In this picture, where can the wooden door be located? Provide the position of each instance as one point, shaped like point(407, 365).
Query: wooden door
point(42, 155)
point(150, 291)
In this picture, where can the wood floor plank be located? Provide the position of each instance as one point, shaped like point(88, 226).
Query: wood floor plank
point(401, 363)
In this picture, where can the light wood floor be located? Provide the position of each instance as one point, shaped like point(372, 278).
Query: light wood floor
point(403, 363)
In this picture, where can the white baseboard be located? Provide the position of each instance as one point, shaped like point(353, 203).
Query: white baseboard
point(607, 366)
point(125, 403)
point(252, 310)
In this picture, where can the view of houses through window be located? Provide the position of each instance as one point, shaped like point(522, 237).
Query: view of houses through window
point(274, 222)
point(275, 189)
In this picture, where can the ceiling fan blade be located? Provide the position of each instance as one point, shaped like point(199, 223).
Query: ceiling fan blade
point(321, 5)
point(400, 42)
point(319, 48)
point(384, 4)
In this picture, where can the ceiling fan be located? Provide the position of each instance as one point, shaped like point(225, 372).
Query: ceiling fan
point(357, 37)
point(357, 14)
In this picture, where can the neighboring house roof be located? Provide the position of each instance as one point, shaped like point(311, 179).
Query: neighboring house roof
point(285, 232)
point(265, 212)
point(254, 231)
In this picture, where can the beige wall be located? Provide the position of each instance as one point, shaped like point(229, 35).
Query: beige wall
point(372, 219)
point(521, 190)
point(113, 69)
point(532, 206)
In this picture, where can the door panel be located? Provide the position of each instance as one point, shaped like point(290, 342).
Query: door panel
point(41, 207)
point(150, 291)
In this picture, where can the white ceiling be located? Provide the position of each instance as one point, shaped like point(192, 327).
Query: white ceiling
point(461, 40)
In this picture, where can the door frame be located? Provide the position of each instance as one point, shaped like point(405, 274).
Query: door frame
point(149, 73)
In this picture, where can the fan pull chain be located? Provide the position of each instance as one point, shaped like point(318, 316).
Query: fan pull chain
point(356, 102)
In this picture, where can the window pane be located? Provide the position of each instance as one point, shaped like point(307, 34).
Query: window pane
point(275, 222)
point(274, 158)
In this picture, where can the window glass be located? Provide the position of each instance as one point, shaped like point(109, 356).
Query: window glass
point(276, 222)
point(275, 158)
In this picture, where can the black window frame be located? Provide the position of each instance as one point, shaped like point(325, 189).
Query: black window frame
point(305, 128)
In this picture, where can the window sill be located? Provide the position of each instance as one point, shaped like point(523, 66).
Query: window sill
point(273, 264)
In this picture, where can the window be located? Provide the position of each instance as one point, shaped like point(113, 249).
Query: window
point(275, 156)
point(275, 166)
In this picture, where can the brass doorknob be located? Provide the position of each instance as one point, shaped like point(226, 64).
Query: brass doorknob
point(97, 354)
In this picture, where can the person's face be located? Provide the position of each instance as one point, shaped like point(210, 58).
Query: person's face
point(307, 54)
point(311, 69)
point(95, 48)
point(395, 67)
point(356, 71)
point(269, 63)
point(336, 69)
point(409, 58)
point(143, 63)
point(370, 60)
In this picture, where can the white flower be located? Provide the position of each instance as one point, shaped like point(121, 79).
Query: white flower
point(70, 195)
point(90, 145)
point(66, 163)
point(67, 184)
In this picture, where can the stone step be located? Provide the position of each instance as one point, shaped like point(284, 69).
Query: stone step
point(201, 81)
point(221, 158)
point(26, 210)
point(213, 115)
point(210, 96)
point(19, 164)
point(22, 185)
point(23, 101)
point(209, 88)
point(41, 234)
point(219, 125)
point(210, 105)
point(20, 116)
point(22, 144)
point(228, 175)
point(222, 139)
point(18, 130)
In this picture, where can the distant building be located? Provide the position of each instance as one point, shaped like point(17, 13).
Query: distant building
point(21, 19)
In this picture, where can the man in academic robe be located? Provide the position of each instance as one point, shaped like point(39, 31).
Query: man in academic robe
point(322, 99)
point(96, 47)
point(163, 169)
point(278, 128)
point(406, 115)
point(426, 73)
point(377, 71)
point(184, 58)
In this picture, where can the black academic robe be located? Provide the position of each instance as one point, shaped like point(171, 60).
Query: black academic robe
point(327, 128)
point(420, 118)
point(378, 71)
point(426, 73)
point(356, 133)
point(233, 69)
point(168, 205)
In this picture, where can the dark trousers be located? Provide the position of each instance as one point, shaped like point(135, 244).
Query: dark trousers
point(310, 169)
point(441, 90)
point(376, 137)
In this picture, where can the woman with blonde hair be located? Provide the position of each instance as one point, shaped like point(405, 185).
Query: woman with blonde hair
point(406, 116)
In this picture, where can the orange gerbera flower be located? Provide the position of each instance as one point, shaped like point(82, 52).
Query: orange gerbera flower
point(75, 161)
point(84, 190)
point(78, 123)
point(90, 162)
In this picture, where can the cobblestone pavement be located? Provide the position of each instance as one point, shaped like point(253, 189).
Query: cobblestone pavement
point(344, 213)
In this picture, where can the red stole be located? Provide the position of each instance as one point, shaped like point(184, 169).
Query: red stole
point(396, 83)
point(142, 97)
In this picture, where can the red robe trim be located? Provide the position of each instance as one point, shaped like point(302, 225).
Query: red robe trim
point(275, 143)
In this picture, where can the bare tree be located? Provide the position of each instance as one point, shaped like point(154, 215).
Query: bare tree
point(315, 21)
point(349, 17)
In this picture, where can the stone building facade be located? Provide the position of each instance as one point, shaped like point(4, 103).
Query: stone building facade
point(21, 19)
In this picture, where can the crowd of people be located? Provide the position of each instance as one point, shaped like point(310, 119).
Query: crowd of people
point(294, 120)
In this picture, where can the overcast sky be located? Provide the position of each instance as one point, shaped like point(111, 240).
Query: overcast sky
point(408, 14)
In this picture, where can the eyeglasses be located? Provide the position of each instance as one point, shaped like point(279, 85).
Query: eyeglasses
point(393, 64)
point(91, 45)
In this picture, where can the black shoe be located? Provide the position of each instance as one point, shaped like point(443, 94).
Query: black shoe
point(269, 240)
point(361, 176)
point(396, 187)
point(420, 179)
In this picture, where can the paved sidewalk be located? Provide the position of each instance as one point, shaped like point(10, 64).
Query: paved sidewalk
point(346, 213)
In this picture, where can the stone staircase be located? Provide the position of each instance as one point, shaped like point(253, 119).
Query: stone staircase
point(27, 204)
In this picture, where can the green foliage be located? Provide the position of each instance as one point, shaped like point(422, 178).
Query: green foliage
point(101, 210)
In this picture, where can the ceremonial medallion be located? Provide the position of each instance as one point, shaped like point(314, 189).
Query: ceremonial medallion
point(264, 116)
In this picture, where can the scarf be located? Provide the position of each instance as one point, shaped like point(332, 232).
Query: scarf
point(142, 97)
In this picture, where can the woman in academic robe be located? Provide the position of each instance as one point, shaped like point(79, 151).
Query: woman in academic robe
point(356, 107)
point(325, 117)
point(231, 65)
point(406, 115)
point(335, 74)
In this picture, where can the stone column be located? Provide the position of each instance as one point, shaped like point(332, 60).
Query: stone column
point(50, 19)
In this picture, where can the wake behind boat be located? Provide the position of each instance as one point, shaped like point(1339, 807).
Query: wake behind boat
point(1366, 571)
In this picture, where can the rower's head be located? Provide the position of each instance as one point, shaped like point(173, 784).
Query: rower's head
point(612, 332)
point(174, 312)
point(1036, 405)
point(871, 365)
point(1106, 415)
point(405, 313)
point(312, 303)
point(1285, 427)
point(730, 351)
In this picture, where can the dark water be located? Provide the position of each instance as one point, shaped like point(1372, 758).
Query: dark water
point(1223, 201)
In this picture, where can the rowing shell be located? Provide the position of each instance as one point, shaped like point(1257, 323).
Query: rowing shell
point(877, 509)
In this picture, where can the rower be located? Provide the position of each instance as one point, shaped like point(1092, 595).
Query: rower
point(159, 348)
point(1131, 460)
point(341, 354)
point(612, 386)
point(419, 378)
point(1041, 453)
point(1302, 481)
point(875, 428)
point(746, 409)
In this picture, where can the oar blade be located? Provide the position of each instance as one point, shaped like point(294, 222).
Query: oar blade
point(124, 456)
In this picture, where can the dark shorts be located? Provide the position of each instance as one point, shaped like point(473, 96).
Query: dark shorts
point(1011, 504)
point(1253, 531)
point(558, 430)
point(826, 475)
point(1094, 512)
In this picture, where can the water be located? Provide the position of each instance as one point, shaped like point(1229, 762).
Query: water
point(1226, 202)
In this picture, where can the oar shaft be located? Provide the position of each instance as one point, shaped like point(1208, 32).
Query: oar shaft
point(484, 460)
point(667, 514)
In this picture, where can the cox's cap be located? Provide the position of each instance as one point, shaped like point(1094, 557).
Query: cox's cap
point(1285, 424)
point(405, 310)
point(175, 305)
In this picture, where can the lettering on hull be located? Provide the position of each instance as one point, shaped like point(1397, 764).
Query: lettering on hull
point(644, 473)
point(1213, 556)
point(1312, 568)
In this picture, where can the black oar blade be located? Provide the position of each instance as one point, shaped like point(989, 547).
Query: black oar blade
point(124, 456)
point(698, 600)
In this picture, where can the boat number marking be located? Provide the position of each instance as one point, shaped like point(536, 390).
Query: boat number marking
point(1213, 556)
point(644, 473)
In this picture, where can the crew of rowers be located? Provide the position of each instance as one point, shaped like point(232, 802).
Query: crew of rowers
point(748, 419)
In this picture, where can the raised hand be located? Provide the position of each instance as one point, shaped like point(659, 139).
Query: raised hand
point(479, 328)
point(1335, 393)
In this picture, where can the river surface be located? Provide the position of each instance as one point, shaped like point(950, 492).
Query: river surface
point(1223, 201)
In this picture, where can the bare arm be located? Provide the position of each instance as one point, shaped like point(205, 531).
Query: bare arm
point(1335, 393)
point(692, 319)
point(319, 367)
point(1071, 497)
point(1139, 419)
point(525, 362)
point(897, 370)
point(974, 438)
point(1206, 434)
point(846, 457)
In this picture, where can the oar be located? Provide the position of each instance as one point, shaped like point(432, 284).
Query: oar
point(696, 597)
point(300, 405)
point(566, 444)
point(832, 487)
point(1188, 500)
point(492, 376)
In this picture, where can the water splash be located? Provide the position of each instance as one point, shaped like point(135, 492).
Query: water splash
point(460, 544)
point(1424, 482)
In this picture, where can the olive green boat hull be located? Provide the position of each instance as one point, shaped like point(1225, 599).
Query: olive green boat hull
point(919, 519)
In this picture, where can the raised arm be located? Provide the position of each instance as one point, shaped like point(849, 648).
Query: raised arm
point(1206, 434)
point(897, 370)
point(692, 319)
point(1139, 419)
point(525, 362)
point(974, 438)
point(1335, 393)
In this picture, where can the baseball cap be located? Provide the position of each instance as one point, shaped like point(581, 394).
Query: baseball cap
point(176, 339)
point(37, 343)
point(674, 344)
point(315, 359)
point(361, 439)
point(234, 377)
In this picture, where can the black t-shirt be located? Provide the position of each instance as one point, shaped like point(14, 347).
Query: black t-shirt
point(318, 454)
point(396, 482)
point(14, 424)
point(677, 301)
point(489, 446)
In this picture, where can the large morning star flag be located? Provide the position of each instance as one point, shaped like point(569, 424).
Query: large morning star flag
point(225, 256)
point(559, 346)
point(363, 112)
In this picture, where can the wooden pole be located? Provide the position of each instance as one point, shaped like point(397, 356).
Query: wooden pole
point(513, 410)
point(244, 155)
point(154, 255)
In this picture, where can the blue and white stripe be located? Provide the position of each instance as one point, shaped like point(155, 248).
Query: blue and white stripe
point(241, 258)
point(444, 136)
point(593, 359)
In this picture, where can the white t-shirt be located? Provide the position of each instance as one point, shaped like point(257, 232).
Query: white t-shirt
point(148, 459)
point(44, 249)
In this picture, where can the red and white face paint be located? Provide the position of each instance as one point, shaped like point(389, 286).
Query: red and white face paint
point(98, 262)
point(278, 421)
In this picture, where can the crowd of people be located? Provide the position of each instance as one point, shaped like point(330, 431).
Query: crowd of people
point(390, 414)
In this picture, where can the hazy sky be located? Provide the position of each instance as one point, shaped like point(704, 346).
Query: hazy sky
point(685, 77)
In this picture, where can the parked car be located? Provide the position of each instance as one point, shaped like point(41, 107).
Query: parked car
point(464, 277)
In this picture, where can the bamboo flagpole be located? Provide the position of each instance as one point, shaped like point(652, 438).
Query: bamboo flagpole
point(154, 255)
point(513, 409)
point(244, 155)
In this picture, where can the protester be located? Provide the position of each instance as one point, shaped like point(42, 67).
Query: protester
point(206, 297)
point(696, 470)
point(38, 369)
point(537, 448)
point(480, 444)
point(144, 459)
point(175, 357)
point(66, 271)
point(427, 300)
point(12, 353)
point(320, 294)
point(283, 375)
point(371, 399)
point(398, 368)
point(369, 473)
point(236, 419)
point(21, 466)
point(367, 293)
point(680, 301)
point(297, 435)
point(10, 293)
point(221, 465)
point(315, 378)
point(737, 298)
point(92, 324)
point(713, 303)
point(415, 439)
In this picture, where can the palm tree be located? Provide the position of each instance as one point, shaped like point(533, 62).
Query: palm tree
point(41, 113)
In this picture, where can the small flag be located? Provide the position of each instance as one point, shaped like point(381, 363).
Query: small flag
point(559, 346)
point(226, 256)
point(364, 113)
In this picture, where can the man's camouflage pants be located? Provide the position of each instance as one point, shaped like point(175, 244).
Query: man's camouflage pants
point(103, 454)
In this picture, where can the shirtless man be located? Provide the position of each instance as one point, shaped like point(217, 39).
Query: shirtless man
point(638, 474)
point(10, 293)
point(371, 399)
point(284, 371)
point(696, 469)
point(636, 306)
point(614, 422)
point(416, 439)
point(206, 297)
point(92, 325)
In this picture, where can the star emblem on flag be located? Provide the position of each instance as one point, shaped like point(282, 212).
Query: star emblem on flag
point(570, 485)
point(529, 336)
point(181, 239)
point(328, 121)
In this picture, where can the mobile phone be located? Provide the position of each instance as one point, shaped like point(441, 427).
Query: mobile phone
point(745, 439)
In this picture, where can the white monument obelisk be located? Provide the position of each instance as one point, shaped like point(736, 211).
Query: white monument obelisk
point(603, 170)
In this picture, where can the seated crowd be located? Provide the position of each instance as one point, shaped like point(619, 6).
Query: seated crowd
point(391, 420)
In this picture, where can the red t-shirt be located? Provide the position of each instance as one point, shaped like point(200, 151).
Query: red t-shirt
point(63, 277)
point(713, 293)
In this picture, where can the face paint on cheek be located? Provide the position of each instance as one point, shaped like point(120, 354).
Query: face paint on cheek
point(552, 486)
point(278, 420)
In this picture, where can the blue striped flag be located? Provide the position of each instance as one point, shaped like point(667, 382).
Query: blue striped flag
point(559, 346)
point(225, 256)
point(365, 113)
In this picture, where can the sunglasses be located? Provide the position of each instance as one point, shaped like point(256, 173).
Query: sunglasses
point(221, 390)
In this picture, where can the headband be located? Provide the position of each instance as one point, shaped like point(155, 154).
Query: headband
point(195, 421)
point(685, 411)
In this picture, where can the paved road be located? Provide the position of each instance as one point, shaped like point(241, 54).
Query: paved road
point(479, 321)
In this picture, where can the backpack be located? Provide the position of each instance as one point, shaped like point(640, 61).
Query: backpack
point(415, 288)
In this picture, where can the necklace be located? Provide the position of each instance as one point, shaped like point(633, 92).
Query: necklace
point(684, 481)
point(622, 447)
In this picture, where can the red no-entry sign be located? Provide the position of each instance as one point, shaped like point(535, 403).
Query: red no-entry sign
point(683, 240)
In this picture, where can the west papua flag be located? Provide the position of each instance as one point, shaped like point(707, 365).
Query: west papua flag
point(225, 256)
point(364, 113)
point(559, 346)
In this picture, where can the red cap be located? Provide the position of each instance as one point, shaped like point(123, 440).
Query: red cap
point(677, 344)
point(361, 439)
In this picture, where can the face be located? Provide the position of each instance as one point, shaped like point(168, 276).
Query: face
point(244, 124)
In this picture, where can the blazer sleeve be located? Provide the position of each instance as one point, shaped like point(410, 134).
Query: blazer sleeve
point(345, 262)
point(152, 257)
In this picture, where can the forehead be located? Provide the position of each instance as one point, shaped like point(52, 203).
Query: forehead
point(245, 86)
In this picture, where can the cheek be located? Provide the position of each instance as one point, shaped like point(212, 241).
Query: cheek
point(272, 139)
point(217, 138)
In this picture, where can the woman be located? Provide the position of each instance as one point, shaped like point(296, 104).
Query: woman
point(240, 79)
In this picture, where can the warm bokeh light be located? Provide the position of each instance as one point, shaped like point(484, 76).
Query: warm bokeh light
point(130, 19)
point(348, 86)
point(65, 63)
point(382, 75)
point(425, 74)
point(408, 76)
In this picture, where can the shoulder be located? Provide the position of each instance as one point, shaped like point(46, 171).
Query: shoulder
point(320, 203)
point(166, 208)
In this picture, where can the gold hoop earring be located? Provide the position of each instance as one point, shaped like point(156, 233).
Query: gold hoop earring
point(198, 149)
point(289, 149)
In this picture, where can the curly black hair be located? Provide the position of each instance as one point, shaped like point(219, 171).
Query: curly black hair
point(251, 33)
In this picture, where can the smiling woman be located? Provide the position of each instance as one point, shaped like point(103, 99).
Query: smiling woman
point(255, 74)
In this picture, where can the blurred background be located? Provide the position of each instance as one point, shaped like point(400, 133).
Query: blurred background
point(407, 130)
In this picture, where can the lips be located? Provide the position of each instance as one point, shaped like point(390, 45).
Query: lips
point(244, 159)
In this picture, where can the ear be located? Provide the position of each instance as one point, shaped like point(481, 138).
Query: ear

:: What to work on ::
Reproduce word for word the lines of the items starting at the line that contains "In this picture, where can the oar blade" and ending at the line that contains "point(1094, 512)", including both of those lines.

:: Written reply ::
In this picture, where can the oar blade be located? Provide the position of each instance as one point, shaped like point(294, 222).
Query: oar blade
point(124, 456)
In this picture, where can the dark shorts be located? Provide the position of each instance as one point, shaped like point(473, 96).
Query: dark shorts
point(1011, 504)
point(1253, 531)
point(558, 430)
point(826, 475)
point(1094, 512)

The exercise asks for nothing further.